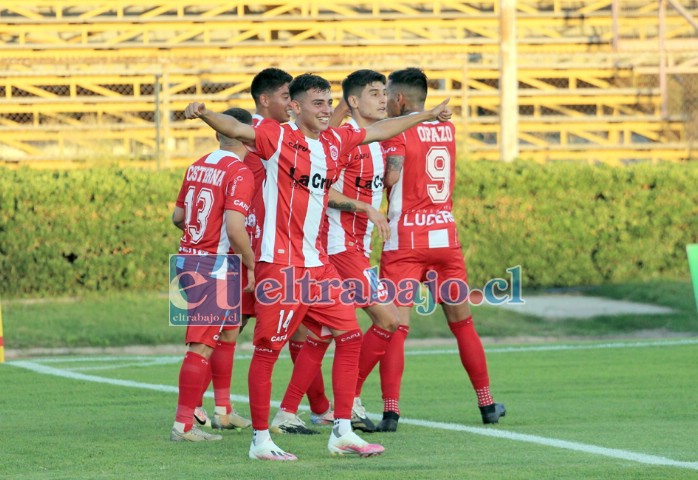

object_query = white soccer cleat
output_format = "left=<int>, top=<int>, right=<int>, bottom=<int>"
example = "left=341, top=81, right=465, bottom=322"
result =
left=327, top=427, right=385, bottom=457
left=194, top=407, right=211, bottom=427
left=170, top=427, right=223, bottom=442
left=310, top=405, right=334, bottom=425
left=269, top=409, right=320, bottom=435
left=250, top=437, right=298, bottom=462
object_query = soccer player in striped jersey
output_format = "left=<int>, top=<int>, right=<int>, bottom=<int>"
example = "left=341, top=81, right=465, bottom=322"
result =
left=378, top=68, right=506, bottom=431
left=170, top=108, right=255, bottom=442
left=272, top=69, right=399, bottom=432
left=185, top=74, right=447, bottom=460
left=247, top=67, right=334, bottom=434
left=194, top=67, right=294, bottom=429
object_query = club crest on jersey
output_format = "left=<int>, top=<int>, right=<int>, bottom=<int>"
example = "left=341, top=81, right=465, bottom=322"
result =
left=330, top=145, right=339, bottom=162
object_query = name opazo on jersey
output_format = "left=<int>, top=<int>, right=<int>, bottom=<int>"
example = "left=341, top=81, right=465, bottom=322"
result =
left=382, top=121, right=460, bottom=251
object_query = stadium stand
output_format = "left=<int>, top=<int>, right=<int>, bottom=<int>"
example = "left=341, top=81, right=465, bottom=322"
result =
left=0, top=0, right=698, bottom=164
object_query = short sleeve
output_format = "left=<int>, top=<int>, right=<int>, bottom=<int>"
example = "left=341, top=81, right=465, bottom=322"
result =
left=249, top=119, right=281, bottom=160
left=333, top=125, right=366, bottom=158
left=225, top=165, right=254, bottom=216
left=381, top=133, right=405, bottom=158
left=175, top=169, right=189, bottom=208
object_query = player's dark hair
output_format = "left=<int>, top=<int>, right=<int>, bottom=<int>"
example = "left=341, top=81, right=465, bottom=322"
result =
left=342, top=69, right=385, bottom=103
left=250, top=67, right=293, bottom=105
left=288, top=73, right=331, bottom=100
left=223, top=108, right=252, bottom=125
left=388, top=67, right=428, bottom=103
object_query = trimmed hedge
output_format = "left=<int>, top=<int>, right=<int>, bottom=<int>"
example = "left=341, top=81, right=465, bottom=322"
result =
left=0, top=161, right=698, bottom=296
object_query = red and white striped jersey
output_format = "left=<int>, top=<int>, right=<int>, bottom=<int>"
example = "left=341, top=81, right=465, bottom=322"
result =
left=176, top=150, right=254, bottom=255
left=244, top=113, right=276, bottom=250
left=250, top=118, right=366, bottom=267
left=383, top=117, right=460, bottom=251
left=327, top=119, right=385, bottom=256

◆ What you need to do ◆
Put every line of the data above into a numbered list, skipping blank lines and leaving out the pictures.

◆ Solution to the exercise ◆
1. object_query = white soccer cleat
2. output_format = "left=<int>, top=<int>, right=<int>, bottom=<int>"
3. example = "left=341, top=81, right=465, bottom=322"
4. result =
5. left=327, top=427, right=385, bottom=457
6. left=194, top=407, right=211, bottom=427
7. left=170, top=427, right=223, bottom=442
8. left=310, top=405, right=334, bottom=425
9. left=269, top=409, right=320, bottom=435
10. left=250, top=437, right=298, bottom=462
11. object_query = soccer player in striped jersey
12. output_format = "left=<int>, top=<int>, right=<int>, bottom=<int>"
13. example = "left=341, top=81, right=465, bottom=322"
14. result =
15. left=378, top=68, right=506, bottom=431
16. left=170, top=108, right=255, bottom=442
17. left=272, top=69, right=399, bottom=432
18. left=185, top=74, right=447, bottom=460
19. left=247, top=67, right=334, bottom=434
20. left=194, top=67, right=294, bottom=429
21. object_query = club crest on jersey
22. output_format = "left=<int>, top=<int>, right=<int>, bottom=<int>"
23. example = "left=341, top=81, right=465, bottom=322"
24. result =
25. left=330, top=145, right=339, bottom=162
26. object_query = name opazo on jersey
27. output_format = "left=<int>, top=<int>, right=<int>, bottom=<int>"
28. example = "left=341, top=81, right=465, bottom=322"
29. result =
30. left=382, top=121, right=460, bottom=251
31. object_query = stadium stand
32. output_format = "left=<int>, top=<int>, right=<int>, bottom=<int>"
33. example = "left=341, top=81, right=465, bottom=322"
34. result =
35. left=0, top=0, right=698, bottom=164
36. object_query = short sleeve
37. output_format = "left=<int>, top=<int>, right=<int>, bottom=<int>"
38. example = "left=341, top=81, right=465, bottom=322"
39. result =
40. left=249, top=119, right=281, bottom=160
41. left=333, top=125, right=366, bottom=158
42. left=225, top=165, right=254, bottom=216
43. left=381, top=133, right=405, bottom=158
44. left=175, top=169, right=189, bottom=208
45. object_query = player's dark hair
46. output_format = "left=<int>, top=<int>, right=<int>, bottom=<int>"
47. example = "left=341, top=81, right=465, bottom=322"
48. result =
49. left=342, top=69, right=385, bottom=103
50. left=250, top=67, right=293, bottom=105
51. left=288, top=73, right=331, bottom=100
52. left=223, top=108, right=252, bottom=125
53. left=388, top=67, right=428, bottom=103
54. object_query = trimmed hedge
55. output_format = "left=<int>, top=<int>, right=<int>, bottom=<int>"
56. example = "left=341, top=81, right=465, bottom=322"
57. result =
58. left=0, top=161, right=698, bottom=296
59. object_query = red and white striped jersey
60. output_format = "left=<int>, top=<int>, right=<int>, bottom=<int>"
61. example = "left=341, top=81, right=465, bottom=322"
62. result =
63. left=176, top=150, right=254, bottom=255
64. left=244, top=113, right=276, bottom=250
65. left=250, top=118, right=366, bottom=267
66. left=383, top=117, right=460, bottom=251
67. left=327, top=119, right=385, bottom=256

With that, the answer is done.